**Work to complete**
Find each line in the items below that contains the word "lamp". Copy every such line.

━━ Dataset entries

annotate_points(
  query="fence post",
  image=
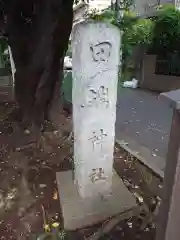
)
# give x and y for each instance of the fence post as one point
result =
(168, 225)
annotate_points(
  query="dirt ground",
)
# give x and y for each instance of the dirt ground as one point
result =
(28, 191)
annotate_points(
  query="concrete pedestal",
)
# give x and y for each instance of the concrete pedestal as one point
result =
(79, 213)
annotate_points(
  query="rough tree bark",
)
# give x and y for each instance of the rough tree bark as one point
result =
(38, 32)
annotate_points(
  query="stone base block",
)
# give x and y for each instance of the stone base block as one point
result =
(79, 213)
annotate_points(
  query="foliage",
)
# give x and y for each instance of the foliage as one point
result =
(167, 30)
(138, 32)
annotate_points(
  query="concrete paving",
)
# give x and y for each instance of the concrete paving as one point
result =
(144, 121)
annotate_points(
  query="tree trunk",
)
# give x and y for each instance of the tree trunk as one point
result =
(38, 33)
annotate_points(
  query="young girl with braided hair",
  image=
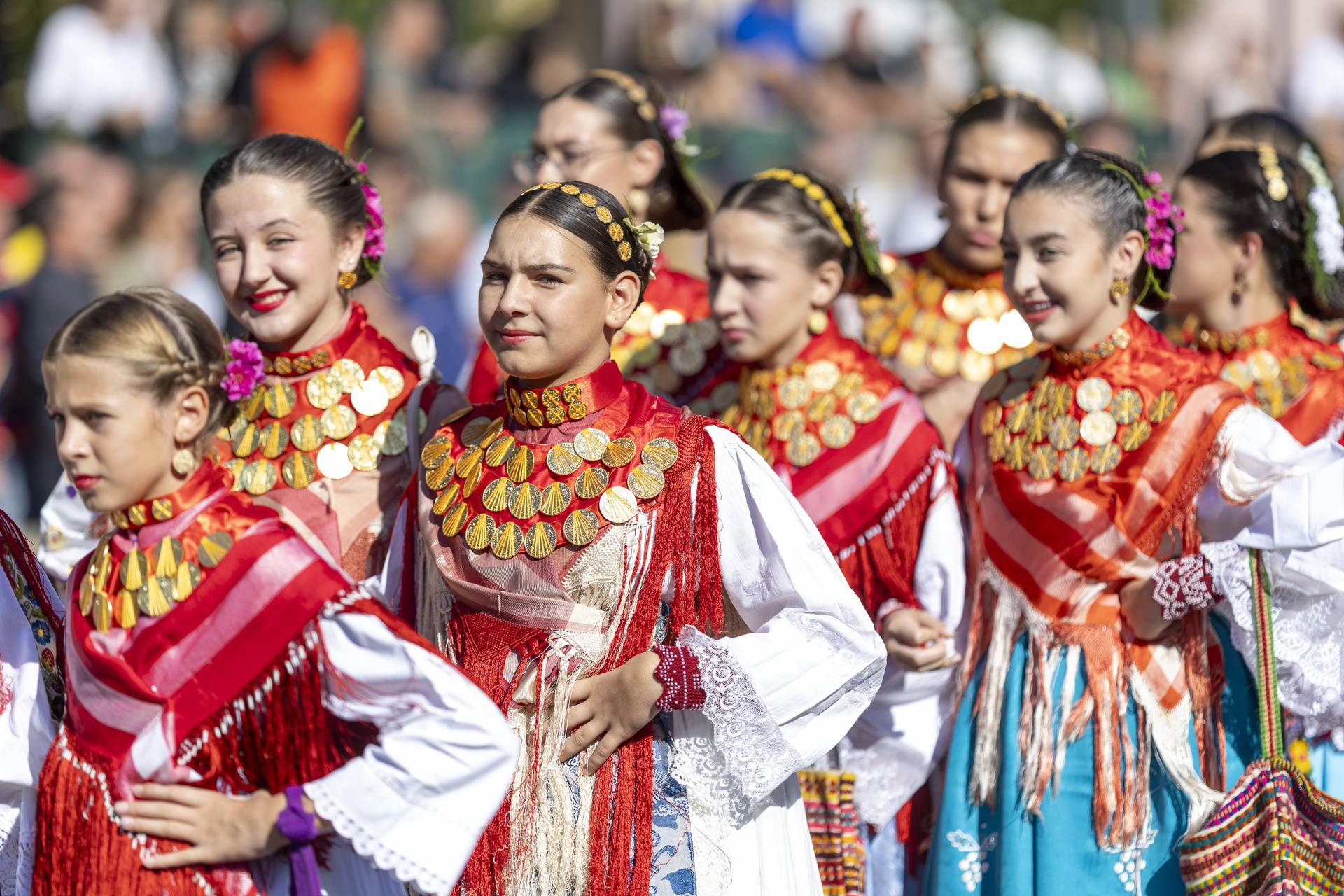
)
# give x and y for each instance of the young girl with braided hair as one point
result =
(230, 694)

━━━━
━━ Dataset entries

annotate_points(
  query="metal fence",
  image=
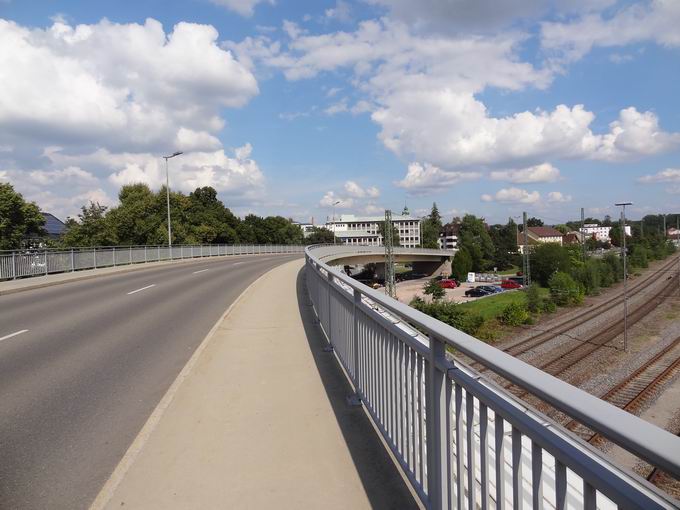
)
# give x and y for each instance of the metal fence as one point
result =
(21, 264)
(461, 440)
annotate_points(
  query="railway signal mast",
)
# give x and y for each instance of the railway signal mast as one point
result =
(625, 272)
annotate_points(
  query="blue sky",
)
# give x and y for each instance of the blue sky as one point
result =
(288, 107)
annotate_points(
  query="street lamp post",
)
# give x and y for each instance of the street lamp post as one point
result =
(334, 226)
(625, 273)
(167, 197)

━━━━
━━ Dataset entries

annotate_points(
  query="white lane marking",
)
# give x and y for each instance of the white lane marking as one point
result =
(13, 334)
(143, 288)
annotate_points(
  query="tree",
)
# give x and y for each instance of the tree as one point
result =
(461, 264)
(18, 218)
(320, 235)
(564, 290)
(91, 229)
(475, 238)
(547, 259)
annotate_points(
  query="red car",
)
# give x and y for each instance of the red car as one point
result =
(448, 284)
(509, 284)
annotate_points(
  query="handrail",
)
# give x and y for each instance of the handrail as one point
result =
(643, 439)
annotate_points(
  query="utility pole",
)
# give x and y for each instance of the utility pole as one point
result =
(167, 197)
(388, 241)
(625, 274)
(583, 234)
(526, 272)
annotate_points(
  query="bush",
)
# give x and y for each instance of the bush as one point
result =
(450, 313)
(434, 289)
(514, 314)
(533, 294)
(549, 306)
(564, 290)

━━━━

**Exercise answer**
  query="street lamp post",
# give x and y for each instance of the street lamp post as one point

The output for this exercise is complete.